REQUIRED TASK:
Lay out every line of the rows below as a Markdown table with two columns, No. and Line. Number the lines in order and skip any blank ones.

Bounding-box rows
───

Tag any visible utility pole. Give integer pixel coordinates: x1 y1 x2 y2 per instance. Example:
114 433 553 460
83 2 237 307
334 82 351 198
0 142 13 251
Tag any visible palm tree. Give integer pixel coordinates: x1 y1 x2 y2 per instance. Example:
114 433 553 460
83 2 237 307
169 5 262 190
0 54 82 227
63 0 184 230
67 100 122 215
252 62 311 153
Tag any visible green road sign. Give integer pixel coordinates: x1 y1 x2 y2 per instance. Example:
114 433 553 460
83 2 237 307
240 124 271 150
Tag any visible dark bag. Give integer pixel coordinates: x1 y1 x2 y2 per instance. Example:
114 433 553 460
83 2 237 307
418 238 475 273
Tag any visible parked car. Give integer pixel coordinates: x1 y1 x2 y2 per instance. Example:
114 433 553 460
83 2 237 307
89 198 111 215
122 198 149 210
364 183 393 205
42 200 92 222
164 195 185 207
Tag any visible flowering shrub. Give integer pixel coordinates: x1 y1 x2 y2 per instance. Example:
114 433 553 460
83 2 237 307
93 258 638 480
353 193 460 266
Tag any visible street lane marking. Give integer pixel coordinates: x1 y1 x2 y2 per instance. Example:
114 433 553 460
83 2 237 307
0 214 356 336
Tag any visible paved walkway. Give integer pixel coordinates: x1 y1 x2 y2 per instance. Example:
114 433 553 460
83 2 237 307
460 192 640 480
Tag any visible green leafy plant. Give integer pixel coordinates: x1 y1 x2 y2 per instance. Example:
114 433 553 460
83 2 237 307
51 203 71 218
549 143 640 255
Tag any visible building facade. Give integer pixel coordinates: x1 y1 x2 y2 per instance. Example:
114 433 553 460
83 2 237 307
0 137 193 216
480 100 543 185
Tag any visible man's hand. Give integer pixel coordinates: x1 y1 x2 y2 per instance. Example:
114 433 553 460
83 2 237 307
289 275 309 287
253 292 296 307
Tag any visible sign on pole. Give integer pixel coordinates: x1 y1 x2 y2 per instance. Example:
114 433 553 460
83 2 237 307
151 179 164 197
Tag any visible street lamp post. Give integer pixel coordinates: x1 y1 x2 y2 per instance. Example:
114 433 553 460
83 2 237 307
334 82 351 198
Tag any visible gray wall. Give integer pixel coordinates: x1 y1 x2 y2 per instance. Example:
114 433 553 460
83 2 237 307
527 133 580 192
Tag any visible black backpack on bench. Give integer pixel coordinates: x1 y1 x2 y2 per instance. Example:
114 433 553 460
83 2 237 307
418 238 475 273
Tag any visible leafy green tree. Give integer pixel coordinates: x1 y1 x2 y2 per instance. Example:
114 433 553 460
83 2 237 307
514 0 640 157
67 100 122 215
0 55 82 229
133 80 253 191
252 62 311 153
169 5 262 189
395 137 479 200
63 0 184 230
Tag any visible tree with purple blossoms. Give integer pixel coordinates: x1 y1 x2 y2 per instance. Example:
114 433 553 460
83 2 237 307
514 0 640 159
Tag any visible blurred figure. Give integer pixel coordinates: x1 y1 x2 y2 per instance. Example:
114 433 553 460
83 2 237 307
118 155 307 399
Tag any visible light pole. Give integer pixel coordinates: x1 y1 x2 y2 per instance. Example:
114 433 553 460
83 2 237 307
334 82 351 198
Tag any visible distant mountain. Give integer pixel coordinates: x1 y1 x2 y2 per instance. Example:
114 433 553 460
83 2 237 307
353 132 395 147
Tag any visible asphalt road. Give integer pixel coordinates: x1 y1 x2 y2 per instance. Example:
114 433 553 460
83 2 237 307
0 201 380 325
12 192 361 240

───

WRITTEN RESPONSE:
| No. | Line |
|---|---|
| 1 | Tag any visible utility pole. Give integer pixel coordinates: x1 y1 x2 y2 per instance. Example: |
| 2 | 114 433 553 460 |
| 3 | 83 2 237 307 |
| 4 | 334 82 351 198 |
| 5 | 0 142 13 251 |
| 6 | Tag any visible palm tree. Give integer pixel coordinates: x1 y1 x2 y2 per instance. Example: |
| 7 | 114 433 553 460 |
| 8 | 83 2 237 307 |
| 9 | 169 5 262 190 |
| 10 | 0 54 82 227 |
| 11 | 63 0 184 230 |
| 12 | 67 100 122 215 |
| 13 | 252 62 311 153 |
| 14 | Tag any visible green road sign. Give integer pixel coordinates: x1 y1 x2 y2 per instance. Example: |
| 15 | 114 433 553 460 |
| 16 | 83 2 237 307 |
| 17 | 240 124 271 150 |
| 18 | Tag any visible dark bag. Give integer pixel coordinates: x1 y1 x2 y2 per instance. Example: |
| 19 | 114 433 553 460 |
| 20 | 83 2 237 307 |
| 21 | 418 238 475 273 |
| 22 | Tag any visible parked car. Give integer pixel coordinates: x1 y1 x2 y2 per instance. Example: |
| 23 | 114 433 553 460 |
| 24 | 83 2 237 307 |
| 25 | 89 198 111 215 |
| 26 | 122 198 149 210 |
| 27 | 364 183 393 205 |
| 28 | 42 200 92 222 |
| 29 | 164 195 185 207 |
| 30 | Tag any visible flowering shrub. Give integer pixel coordinates: x1 y1 x2 y2 per instance. Example: |
| 31 | 114 433 553 460 |
| 32 | 83 2 237 307 |
| 33 | 93 258 638 480 |
| 34 | 353 193 460 266 |
| 35 | Tag any visible street lane marking. Give integer pixel coordinates: x1 y1 x2 y2 per instance. Example: |
| 36 | 114 433 553 460 |
| 37 | 83 2 237 307 |
| 38 | 0 214 356 336 |
| 39 | Tag any visible paved walkway. Give integer pixel coordinates: x1 y1 x2 y2 per instance. Example: |
| 40 | 114 433 553 460 |
| 41 | 83 2 237 307 |
| 42 | 460 192 640 480 |
| 43 | Tag any visible green leafy plant. Give integer pixel coordinates: x1 y1 x2 y2 per instance. Example: |
| 44 | 114 433 553 460 |
| 45 | 83 2 237 307 |
| 46 | 51 203 71 218 |
| 47 | 549 143 640 255 |
| 48 | Tag any visible building facade. Give integer pixel coordinates: x1 y1 x2 y2 per instance. Example: |
| 49 | 114 433 553 460 |
| 50 | 83 2 237 307 |
| 51 | 0 137 193 216 |
| 52 | 480 100 543 185 |
| 53 | Tag any visible man's hand. Give integer pixel coordinates: x1 y1 x2 y2 per instance. Example: |
| 54 | 114 433 553 460 |
| 55 | 83 2 237 307 |
| 56 | 289 275 309 287 |
| 57 | 253 292 296 307 |
| 58 | Tag any visible sign on pole. Give integer pixel coordinates: x1 y1 x2 y2 per instance. Example: |
| 59 | 114 433 553 460 |
| 60 | 83 2 237 307 |
| 61 | 151 179 164 197 |
| 62 | Tag any visible street lamp post. Give integer pixel coordinates: x1 y1 x2 y2 per instance. Example: |
| 63 | 114 433 553 460 |
| 64 | 83 2 237 307 |
| 65 | 334 82 351 198 |
| 66 | Tag any visible gray wall. Give integer pixel coordinates: x1 y1 x2 y2 per instance. Example: |
| 67 | 114 433 553 460 |
| 68 | 83 2 237 307 |
| 69 | 527 133 580 192 |
| 70 | Tag any visible black backpack on bench. Give integer pixel coordinates: x1 y1 x2 y2 per instance. Example: |
| 71 | 114 433 553 460 |
| 72 | 83 2 237 307 |
| 73 | 418 238 475 273 |
| 74 | Tag any visible leafy green tree. Give integer pixel coordinates: x1 y1 x2 y2 per instance. Example: |
| 75 | 114 433 553 460 |
| 76 | 83 2 237 307 |
| 77 | 514 0 640 157 |
| 78 | 67 100 122 215 |
| 79 | 0 55 82 229 |
| 80 | 133 80 253 191 |
| 81 | 252 62 311 153 |
| 82 | 169 5 262 189 |
| 83 | 395 137 479 200 |
| 84 | 63 0 184 230 |
| 85 | Tag any visible tree with purple blossoms. Give integer pixel coordinates: x1 y1 x2 y2 per instance. Example: |
| 86 | 114 433 553 460 |
| 87 | 83 2 237 307 |
| 88 | 514 0 640 159 |
| 89 | Tag any visible blurred figure. Give integer pixel coordinates: x1 y1 x2 y2 per instance. Example: |
| 90 | 114 433 553 460 |
| 91 | 83 2 237 307 |
| 92 | 118 155 307 399 |
| 93 | Tag any visible light pole. Give integer pixel coordinates: x1 y1 x2 y2 per instance. Example: |
| 94 | 114 433 553 460 |
| 95 | 83 2 237 307 |
| 96 | 334 82 351 198 |
| 97 | Tag any visible distant mountain. Give integer pixel coordinates: x1 y1 x2 y2 per instance. Example: |
| 98 | 114 433 553 460 |
| 99 | 83 2 237 307 |
| 100 | 353 132 395 147 |
| 101 | Tag any visible asphalt road. Give integer pixel coordinates: x1 y1 x2 y2 per instance. Example: |
| 102 | 114 433 553 460 |
| 103 | 83 2 237 307 |
| 104 | 0 201 380 325 |
| 105 | 12 192 361 240 |